** Begin Material for this exercise **

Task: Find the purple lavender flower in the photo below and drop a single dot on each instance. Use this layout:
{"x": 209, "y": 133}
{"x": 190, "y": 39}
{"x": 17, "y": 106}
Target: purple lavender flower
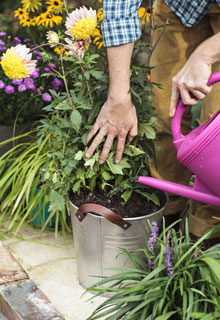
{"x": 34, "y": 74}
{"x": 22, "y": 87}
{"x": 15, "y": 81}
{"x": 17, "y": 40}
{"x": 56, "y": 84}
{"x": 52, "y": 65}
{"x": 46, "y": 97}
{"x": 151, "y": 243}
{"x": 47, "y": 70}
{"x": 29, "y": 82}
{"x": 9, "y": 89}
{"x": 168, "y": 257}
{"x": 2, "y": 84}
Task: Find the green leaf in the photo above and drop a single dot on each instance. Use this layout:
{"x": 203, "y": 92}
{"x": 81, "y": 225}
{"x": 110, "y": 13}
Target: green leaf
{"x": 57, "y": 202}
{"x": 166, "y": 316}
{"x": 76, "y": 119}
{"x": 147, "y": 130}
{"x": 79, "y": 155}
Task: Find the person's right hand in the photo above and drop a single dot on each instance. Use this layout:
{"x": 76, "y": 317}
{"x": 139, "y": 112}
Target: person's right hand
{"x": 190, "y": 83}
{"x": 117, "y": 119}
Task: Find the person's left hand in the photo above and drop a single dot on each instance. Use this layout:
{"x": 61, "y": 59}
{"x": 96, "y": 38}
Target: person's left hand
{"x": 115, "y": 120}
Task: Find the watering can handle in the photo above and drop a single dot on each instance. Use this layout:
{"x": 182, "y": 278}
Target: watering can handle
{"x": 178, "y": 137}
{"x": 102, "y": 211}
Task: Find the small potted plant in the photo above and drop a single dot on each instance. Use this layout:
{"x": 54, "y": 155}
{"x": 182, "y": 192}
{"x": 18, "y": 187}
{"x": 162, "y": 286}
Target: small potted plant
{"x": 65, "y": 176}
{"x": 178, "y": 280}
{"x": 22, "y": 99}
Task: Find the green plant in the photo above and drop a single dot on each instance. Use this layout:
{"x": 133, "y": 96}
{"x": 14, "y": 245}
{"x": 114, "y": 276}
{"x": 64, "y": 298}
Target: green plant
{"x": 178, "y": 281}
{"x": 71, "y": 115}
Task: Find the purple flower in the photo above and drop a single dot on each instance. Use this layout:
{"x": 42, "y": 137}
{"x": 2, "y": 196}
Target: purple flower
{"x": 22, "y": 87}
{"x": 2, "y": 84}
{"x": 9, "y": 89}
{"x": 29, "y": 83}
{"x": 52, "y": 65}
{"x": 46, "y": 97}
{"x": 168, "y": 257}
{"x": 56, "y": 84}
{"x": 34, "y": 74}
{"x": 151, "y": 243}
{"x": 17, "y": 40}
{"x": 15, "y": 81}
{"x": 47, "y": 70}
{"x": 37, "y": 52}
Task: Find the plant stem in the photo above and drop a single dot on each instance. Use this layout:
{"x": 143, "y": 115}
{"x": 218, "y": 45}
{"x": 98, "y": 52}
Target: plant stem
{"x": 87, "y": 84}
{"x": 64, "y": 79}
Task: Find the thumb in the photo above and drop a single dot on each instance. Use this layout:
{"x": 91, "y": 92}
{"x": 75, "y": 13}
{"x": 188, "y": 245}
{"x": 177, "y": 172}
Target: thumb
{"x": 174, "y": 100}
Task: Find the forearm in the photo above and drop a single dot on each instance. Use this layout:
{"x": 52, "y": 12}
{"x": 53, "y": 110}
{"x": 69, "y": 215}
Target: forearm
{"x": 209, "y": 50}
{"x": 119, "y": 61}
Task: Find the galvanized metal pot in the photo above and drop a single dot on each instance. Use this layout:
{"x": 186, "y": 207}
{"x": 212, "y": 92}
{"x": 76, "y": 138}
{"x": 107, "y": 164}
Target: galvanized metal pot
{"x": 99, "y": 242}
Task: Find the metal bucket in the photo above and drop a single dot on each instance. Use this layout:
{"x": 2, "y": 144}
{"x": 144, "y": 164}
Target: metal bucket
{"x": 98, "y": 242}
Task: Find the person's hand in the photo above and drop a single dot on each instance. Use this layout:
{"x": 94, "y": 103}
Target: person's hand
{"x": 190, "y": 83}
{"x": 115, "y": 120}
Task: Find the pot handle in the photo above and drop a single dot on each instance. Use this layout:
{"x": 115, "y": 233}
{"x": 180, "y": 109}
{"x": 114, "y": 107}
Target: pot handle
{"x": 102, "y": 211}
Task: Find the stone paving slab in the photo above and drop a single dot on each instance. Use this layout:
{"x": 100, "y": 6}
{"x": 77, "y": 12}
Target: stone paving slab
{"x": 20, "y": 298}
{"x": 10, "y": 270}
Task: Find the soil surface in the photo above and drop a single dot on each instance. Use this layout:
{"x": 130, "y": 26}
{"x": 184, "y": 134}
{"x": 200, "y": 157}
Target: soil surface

** End Material for this exercise **

Challenge
Recast the items above as a JSON list of strings, one string per line with blank lines left out, from the line with "Task: Find the stone" up to and including the last line of the items.

Reply
[
  "Task: Find the stone paving slab in the photo above and drop a single dot on each instance. Use this layout:",
  "{\"x\": 100, \"y\": 6}",
  "{\"x\": 77, \"y\": 12}",
  "Target: stone paving slab",
  "{\"x\": 20, \"y\": 298}",
  "{\"x\": 10, \"y\": 270}",
  "Task: Find the soil surface in the photo above and drop a single dot on each instance. Use this layout:",
  "{\"x\": 130, \"y\": 26}",
  "{\"x\": 184, \"y\": 134}",
  "{\"x\": 200, \"y\": 157}",
  "Target: soil surface"
]